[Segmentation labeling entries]
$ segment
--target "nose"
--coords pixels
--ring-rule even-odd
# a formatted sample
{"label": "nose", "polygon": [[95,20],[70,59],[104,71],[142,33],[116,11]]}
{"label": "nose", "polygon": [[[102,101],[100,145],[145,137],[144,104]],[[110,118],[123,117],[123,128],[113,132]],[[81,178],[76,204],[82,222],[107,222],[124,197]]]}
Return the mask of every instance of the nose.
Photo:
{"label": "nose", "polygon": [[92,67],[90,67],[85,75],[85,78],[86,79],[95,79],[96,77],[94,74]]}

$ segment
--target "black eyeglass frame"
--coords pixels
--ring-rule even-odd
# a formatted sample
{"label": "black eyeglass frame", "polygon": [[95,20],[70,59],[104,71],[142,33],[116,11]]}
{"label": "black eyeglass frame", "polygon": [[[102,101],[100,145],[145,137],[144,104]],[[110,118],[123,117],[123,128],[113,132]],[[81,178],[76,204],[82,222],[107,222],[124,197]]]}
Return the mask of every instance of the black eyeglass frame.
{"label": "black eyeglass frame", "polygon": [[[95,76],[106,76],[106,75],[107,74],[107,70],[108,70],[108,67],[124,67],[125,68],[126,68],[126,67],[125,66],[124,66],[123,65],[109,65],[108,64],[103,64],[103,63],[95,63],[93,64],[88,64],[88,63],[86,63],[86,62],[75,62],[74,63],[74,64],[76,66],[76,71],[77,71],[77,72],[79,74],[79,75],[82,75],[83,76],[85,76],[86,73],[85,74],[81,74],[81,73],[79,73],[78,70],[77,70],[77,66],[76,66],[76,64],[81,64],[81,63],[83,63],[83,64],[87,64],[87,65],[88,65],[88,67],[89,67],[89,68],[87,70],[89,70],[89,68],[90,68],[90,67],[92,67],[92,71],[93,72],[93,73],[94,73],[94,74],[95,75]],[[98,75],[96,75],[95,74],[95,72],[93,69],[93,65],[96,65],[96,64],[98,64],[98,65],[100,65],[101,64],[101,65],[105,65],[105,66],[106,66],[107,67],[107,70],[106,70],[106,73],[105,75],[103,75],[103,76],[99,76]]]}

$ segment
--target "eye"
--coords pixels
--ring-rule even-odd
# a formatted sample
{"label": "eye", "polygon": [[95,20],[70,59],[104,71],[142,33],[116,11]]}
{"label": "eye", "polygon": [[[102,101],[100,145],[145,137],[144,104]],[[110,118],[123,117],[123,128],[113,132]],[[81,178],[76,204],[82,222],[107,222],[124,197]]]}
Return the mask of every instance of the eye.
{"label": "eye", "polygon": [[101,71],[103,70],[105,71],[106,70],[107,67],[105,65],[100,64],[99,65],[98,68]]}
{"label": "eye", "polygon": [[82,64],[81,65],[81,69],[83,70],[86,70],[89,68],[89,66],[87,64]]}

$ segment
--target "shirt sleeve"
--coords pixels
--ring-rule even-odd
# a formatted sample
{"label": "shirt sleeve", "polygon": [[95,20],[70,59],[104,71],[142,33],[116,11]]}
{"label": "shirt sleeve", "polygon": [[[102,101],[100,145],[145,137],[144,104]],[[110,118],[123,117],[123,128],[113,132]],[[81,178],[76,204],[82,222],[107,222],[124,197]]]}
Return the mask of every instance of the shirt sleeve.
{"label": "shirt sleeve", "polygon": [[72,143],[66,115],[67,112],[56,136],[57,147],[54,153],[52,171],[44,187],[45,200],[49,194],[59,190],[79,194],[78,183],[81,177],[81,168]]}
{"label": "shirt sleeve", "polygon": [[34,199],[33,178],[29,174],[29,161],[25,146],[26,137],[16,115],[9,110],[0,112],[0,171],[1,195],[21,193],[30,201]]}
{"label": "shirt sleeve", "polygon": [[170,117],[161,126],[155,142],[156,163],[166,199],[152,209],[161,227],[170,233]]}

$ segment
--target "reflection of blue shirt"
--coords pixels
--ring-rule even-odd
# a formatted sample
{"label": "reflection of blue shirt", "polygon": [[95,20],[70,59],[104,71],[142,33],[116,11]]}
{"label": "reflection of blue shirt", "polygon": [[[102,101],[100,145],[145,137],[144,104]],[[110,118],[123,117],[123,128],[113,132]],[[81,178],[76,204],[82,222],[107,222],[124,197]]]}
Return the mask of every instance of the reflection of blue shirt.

* **REQUIRED WORK**
Write every record out again, unaltered.

* **RESULT**
$ segment
--target "nose"
--coords pixels
--ring-rule even-odd
# a formatted sample
{"label": "nose", "polygon": [[95,20],[70,59],[104,71],[142,33],[116,11]]}
{"label": "nose", "polygon": [[[102,101],[100,145],[145,137],[144,104]],[[110,118],[123,117],[123,128],[113,132]],[[81,178],[76,204],[82,222],[107,222],[124,197]]]}
Return the mask of every instance of the nose.
Photo:
{"label": "nose", "polygon": [[92,67],[90,67],[85,75],[85,78],[86,79],[95,79],[96,77],[94,74]]}

$ segment
--target "black eyeglass frame"
--coords pixels
--ring-rule even-odd
# a formatted sample
{"label": "black eyeglass frame", "polygon": [[95,20],[70,59],[104,71],[142,33],[116,11]]}
{"label": "black eyeglass frame", "polygon": [[[102,101],[100,145],[145,137],[144,104]],[[110,118],[123,117],[123,128],[113,132]],[[81,178],[76,204],[82,222],[107,222],[124,197]]]}
Return the mask of every instance of the black eyeglass frame.
{"label": "black eyeglass frame", "polygon": [[[95,76],[106,76],[106,75],[107,74],[107,70],[108,70],[108,67],[124,67],[125,68],[126,68],[126,67],[125,66],[124,66],[123,65],[109,65],[108,64],[103,64],[103,63],[95,63],[93,64],[88,64],[88,63],[86,63],[86,62],[75,62],[74,63],[74,64],[76,66],[76,71],[77,71],[77,72],[79,74],[79,75],[82,75],[83,76],[85,76],[86,73],[85,74],[81,74],[81,73],[79,73],[78,70],[77,70],[77,66],[76,66],[76,64],[81,64],[81,63],[83,63],[83,64],[87,64],[87,65],[88,65],[88,67],[89,67],[89,68],[87,70],[89,70],[89,68],[90,68],[90,67],[92,67],[92,71],[93,72],[93,73],[94,73],[94,74],[95,75]],[[98,75],[96,75],[95,74],[95,72],[93,69],[93,65],[96,65],[96,64],[98,64],[98,65],[100,65],[101,64],[101,65],[105,65],[105,66],[106,66],[107,67],[107,70],[106,70],[106,73],[105,75],[103,75],[103,76],[99,76]]]}

$ segment
--target "eye"
--coords pixels
--ring-rule even-odd
# a formatted sample
{"label": "eye", "polygon": [[95,20],[70,59],[104,71],[142,33],[116,11]]}
{"label": "eye", "polygon": [[[102,101],[100,145],[145,137],[144,104]],[[110,118],[123,117],[123,128],[113,132]],[[81,178],[76,204],[82,222],[107,222],[124,197]]]}
Return the mask of every instance of the eye.
{"label": "eye", "polygon": [[101,71],[103,70],[105,71],[106,70],[107,67],[105,65],[100,64],[99,65],[98,68]]}
{"label": "eye", "polygon": [[82,64],[81,65],[81,69],[83,70],[86,70],[89,68],[89,66],[87,64]]}

$ segment
--target "shirt sleeve"
--coords pixels
--ring-rule even-odd
# a formatted sample
{"label": "shirt sleeve", "polygon": [[95,20],[70,59],[104,71],[142,33],[116,11]]}
{"label": "shirt sleeve", "polygon": [[[102,101],[100,145],[145,137],[144,104]],[[110,118],[123,117],[123,128],[113,132]],[[81,178],[76,204],[82,222],[107,222],[124,197]]]}
Return the mask of every instance of the shirt sleeve.
{"label": "shirt sleeve", "polygon": [[72,143],[66,115],[67,112],[56,136],[57,147],[54,153],[52,171],[44,187],[45,200],[49,194],[59,190],[79,194],[78,183],[81,177],[81,168]]}
{"label": "shirt sleeve", "polygon": [[34,199],[33,178],[29,174],[29,161],[25,146],[26,137],[16,115],[9,110],[0,112],[0,171],[1,195],[21,193],[30,201]]}
{"label": "shirt sleeve", "polygon": [[170,117],[161,126],[155,142],[156,163],[166,199],[152,209],[161,227],[170,233]]}

$ segment
--target "reflection of blue shirt"
--coords pixels
--ring-rule even-odd
# a formatted sample
{"label": "reflection of blue shirt", "polygon": [[95,20],[70,59],[104,71],[142,33],[116,11]]}
{"label": "reflection of blue shirt", "polygon": [[[102,101],[100,145],[145,137],[144,104]],[[110,118],[123,117],[123,128],[113,132]],[[81,178],[76,204],[82,222],[107,222],[124,197]]]}
Return the mask of every instance of the reflection of blue shirt.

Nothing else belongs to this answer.